# Capstone Project - The Battle of Neighborhoods (Week 1)

## 1. Introduction
#### New York is a major central city for economy and diversity since many people from different cultural atmospheres have brought their families and dreams to New York. 
#### People in New York have various cultural backgrounds so that it's easy to find a large variety of restaurants.
#### Sushi and Ramen are very popular and well-known Japanese dishes not only in Japan, but also outside of Japan as well. Especially, in Manhattan, New York, there are lots fo ramen and sushi restaurants because they do a good business.

## 2. Data

### What data is used and how will the problem be solved?

#### New York Neighbourhood Data is used in this analysis to get to know of New York neighbourhoods.
#### We also use the data we've got by webscraping, Foursquare API, and the visualised data by Folium.

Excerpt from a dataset

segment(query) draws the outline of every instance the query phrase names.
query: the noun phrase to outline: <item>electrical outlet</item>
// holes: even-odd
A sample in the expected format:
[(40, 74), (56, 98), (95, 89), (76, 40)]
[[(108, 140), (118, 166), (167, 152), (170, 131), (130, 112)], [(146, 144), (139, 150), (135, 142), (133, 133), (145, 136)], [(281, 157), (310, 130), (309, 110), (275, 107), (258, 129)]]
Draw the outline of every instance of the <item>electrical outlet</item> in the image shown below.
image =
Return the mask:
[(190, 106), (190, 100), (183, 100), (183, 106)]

Challenge: Copy the part of the capstone write-up that opens with the words containing "#### Sushi and" and closes with "New York neighbourhoods.", renaming "Manhattan" to "Brooklyn". The records stand on their own and have no connection to the capstone write-up.

Exercise solution:
#### Sushi and Ramen are very popular and well-known Japanese dishes not only in Japan, but also outside of Japan as well. Especially, in Brooklyn, New York, there are lots fo ramen and sushi restaurants because they do a good business.

## 2. Data

### What data is used and how will the problem be solved?

#### New York Neighbourhood Data is used in this analysis to get to know of New York neighbourhoods.